• _WHAT NEEDS TO BE DONE_: Each of the entries below needs to be given again exactly.

*** RECORDS SHOWN Section Begins ***

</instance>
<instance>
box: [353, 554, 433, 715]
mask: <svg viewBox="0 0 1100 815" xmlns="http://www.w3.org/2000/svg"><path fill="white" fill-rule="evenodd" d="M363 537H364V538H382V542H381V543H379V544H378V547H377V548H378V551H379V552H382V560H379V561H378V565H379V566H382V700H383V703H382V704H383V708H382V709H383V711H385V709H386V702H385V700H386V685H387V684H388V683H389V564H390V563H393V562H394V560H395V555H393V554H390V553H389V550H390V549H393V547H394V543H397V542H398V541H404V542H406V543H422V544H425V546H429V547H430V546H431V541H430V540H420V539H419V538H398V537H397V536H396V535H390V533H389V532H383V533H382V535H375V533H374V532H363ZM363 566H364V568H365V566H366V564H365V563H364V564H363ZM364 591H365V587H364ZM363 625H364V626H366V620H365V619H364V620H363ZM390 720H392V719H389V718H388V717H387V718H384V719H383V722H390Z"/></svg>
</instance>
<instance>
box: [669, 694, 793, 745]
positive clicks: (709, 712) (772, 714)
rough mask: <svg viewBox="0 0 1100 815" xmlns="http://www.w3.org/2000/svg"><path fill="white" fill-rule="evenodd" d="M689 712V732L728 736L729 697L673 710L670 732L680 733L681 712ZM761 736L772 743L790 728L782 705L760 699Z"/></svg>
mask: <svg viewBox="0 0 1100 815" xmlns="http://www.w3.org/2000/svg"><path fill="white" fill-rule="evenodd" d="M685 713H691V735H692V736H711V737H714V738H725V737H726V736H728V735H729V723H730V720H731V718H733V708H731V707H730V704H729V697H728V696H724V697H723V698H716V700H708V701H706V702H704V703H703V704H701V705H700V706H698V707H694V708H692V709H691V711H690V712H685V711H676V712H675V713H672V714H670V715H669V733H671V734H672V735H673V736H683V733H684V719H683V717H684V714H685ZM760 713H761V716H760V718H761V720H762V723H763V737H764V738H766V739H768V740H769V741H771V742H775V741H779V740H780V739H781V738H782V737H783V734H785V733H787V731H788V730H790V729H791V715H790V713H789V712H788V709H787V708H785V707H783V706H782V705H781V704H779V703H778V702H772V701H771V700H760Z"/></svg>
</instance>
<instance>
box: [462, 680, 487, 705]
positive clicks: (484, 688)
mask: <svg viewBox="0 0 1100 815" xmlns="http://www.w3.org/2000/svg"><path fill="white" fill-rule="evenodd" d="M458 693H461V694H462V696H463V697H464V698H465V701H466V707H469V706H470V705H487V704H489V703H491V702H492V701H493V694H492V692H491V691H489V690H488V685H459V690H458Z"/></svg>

*** RECORDS SHOWN Section Ends ***

• _RESPONSE TO THE EXERCISE_:
</instance>
<instance>
box: [353, 554, 433, 715]
mask: <svg viewBox="0 0 1100 815" xmlns="http://www.w3.org/2000/svg"><path fill="white" fill-rule="evenodd" d="M363 537H364V538H382V542H381V543H379V544H378V547H377V548H378V551H379V552H382V560H379V561H378V565H379V566H382V700H383V703H382V704H383V708H382V709H383V711H385V709H386V702H385V700H386V685H387V684H388V683H389V564H390V563H393V562H394V560H395V555H393V554H390V553H389V550H390V549H393V547H394V543H397V542H398V541H404V542H406V543H422V544H425V546H429V547H430V546H431V541H430V540H420V539H419V538H398V537H397V536H396V535H390V533H389V532H383V533H382V535H375V533H374V532H363ZM363 566H364V568H365V566H366V564H365V563H364V564H363ZM364 591H365V587H364ZM363 625H364V626H366V620H365V619H364V620H363ZM390 720H392V719H389V718H388V717H387V718H384V719H383V722H390Z"/></svg>
</instance>
<instance>
box: [669, 694, 793, 745]
positive clicks: (709, 712) (772, 714)
rough mask: <svg viewBox="0 0 1100 815" xmlns="http://www.w3.org/2000/svg"><path fill="white" fill-rule="evenodd" d="M689 712V732L728 736L729 697L673 710L670 732L680 733L681 712ZM761 736L772 743L790 728L782 705L760 699Z"/></svg>
mask: <svg viewBox="0 0 1100 815" xmlns="http://www.w3.org/2000/svg"><path fill="white" fill-rule="evenodd" d="M685 713H691V735H692V736H711V737H714V738H725V737H726V736H728V735H729V723H730V720H731V718H733V708H731V707H730V704H729V697H728V696H724V697H723V698H716V700H708V701H706V702H704V703H703V704H701V705H700V706H698V707H694V708H692V709H691V711H690V712H685V711H676V712H675V713H672V714H670V715H669V733H671V734H672V735H673V736H683V733H684V719H683V717H684V714H685ZM760 713H761V716H760V718H761V720H762V723H763V737H764V738H766V739H768V740H769V741H771V742H775V741H779V740H780V739H781V738H782V737H783V734H785V733H787V731H788V730H790V729H791V715H790V713H789V712H788V709H787V708H785V707H783V706H782V705H781V704H779V703H778V702H772V701H771V700H760Z"/></svg>
</instance>
<instance>
box: [462, 680, 487, 705]
positive clicks: (484, 688)
mask: <svg viewBox="0 0 1100 815" xmlns="http://www.w3.org/2000/svg"><path fill="white" fill-rule="evenodd" d="M458 693H461V694H462V696H463V697H464V698H465V701H466V707H469V706H470V705H487V704H489V703H491V702H492V701H493V694H492V692H491V691H489V690H488V685H459V690H458Z"/></svg>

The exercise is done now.